━━━━━ Data listing
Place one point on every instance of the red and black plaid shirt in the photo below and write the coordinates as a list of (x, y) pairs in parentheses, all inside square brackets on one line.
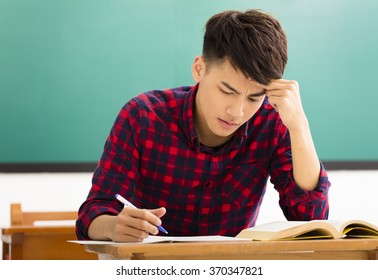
[(153, 158)]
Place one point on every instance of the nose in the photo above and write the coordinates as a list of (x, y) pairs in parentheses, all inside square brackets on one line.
[(236, 109)]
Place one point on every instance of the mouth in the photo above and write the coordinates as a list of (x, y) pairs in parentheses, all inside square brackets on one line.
[(228, 124)]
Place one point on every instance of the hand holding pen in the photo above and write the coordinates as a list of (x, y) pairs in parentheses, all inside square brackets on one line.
[(141, 219)]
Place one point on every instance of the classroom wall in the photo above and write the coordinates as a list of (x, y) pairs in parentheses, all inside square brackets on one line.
[(67, 67)]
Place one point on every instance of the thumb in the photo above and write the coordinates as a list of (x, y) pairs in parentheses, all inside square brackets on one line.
[(159, 212)]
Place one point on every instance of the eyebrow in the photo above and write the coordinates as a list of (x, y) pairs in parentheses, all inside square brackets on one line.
[(227, 85)]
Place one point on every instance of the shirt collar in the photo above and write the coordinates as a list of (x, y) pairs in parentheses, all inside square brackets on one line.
[(188, 118)]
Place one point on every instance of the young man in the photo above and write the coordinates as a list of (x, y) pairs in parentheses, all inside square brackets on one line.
[(197, 159)]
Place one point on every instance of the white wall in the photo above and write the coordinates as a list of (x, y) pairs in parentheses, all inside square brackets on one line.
[(353, 195)]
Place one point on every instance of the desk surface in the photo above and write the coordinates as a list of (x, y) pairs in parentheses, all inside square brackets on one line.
[(264, 250)]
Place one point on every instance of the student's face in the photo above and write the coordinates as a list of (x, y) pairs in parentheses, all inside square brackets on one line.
[(225, 100)]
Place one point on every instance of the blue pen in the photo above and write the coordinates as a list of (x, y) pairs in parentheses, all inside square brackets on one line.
[(127, 203)]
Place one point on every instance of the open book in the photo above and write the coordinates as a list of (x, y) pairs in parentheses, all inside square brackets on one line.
[(292, 230)]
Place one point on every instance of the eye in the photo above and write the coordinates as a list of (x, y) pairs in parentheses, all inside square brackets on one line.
[(226, 92)]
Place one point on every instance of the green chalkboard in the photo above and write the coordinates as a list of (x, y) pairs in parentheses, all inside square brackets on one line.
[(67, 67)]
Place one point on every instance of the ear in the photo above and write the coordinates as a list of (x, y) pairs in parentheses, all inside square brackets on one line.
[(198, 68)]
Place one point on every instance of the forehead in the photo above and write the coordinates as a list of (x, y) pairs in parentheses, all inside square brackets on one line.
[(223, 71)]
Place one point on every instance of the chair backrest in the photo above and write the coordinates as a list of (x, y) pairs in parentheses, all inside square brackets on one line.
[(20, 218)]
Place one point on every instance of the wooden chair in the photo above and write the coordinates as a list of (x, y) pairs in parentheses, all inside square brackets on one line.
[(25, 240), (20, 218)]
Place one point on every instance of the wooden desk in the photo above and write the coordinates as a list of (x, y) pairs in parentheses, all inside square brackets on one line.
[(42, 243), (330, 249)]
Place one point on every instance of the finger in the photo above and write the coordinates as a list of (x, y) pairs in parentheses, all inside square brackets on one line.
[(142, 219), (275, 84), (160, 212)]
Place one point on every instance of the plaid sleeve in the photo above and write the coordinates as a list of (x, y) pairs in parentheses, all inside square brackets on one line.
[(296, 203), (116, 172)]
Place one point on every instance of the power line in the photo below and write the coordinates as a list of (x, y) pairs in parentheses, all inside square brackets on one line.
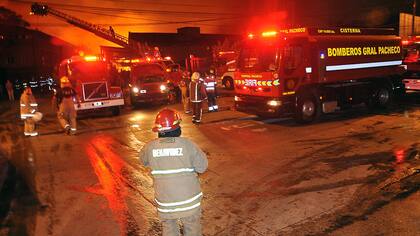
[(112, 9)]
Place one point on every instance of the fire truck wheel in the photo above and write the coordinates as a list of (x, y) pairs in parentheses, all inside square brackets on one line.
[(382, 98), (307, 109)]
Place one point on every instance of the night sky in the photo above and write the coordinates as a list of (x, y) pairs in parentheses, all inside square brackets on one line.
[(213, 16)]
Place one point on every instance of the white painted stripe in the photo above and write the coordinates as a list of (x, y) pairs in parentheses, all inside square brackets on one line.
[(105, 103), (174, 171), (179, 209), (181, 202), (363, 65)]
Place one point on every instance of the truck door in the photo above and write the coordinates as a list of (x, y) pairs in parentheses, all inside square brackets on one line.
[(293, 65)]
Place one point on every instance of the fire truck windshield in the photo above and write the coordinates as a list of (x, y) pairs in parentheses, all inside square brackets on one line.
[(259, 58), (92, 70)]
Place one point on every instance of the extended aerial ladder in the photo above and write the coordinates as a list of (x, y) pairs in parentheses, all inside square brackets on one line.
[(108, 34)]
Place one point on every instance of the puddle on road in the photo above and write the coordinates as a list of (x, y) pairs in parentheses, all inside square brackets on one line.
[(109, 174), (18, 206)]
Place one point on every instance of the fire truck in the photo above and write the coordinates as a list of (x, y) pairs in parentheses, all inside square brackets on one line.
[(150, 83), (306, 72), (411, 49), (93, 79)]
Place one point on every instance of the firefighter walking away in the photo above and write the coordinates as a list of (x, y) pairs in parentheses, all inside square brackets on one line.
[(197, 96), (28, 112), (185, 95), (65, 99), (210, 83), (175, 163)]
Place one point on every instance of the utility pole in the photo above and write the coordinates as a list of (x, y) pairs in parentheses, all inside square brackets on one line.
[(414, 19)]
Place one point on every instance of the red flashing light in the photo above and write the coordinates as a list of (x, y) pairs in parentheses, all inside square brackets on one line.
[(399, 155), (91, 58), (405, 42), (226, 52), (269, 34)]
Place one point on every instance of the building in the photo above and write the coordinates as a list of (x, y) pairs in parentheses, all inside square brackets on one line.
[(181, 45), (29, 55)]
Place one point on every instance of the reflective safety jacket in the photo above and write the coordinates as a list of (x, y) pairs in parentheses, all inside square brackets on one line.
[(175, 163), (197, 91), (28, 106), (210, 83)]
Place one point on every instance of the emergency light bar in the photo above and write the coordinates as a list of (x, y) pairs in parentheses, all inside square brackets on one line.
[(269, 34), (91, 58)]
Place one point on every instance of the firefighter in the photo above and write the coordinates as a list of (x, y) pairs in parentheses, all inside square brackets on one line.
[(175, 163), (65, 99), (197, 95), (28, 112), (185, 95), (210, 83)]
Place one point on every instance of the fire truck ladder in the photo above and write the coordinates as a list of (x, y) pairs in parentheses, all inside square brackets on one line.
[(108, 34)]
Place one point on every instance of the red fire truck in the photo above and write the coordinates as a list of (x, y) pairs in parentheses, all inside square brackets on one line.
[(149, 83), (93, 79), (411, 49), (310, 71)]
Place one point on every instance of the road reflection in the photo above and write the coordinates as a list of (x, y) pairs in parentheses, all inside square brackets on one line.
[(108, 167)]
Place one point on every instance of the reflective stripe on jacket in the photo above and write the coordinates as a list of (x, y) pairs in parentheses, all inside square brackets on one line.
[(28, 106), (197, 91), (175, 163)]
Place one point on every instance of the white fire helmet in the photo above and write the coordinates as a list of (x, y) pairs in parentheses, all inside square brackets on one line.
[(37, 116)]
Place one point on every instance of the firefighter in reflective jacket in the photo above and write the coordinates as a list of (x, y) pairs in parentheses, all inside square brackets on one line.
[(175, 162), (65, 99), (197, 95), (210, 83), (28, 112), (184, 86)]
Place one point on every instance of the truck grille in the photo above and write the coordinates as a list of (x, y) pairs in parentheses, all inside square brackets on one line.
[(95, 91)]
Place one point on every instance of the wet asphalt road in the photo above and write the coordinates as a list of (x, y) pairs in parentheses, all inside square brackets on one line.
[(266, 176)]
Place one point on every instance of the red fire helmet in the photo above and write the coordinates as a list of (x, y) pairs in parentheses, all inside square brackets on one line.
[(167, 120)]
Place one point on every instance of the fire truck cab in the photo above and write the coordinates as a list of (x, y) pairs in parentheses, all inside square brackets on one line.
[(94, 81), (149, 83), (306, 72), (412, 62)]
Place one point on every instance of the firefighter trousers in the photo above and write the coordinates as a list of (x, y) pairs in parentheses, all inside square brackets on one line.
[(212, 102), (191, 226), (67, 118), (186, 102), (197, 111), (29, 127)]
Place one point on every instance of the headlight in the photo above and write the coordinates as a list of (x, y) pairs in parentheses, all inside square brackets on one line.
[(274, 103)]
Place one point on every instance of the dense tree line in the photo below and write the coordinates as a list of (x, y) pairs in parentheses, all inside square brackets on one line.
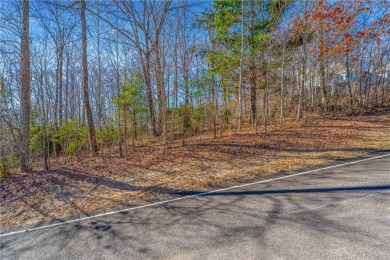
━━━━━━━━━━
Give back, word for word, the lines from the one containing "Place one point on every instance of the firefighter trousers" through the last line of the listing above; include both ends and exclude the pictures.

Place one point on every instance of the firefighter trousers in the photo above and write the coordinates as a list of (x, y) pairs in parentheses, all inside square brackets on one line.
[(212, 102), (191, 226), (67, 118), (186, 102), (197, 111), (29, 127)]
Place one point on every instance of the headlight in the photo above and write the coordinates as a list of (x, y) pairs in parentheses, all inside square brackets on one line.
[(274, 103)]
Place one point on every instance of the dense tree line in the photo below and write the coordinates as a list of (x, y) pairs in parentheses, all inside square brackets on one line.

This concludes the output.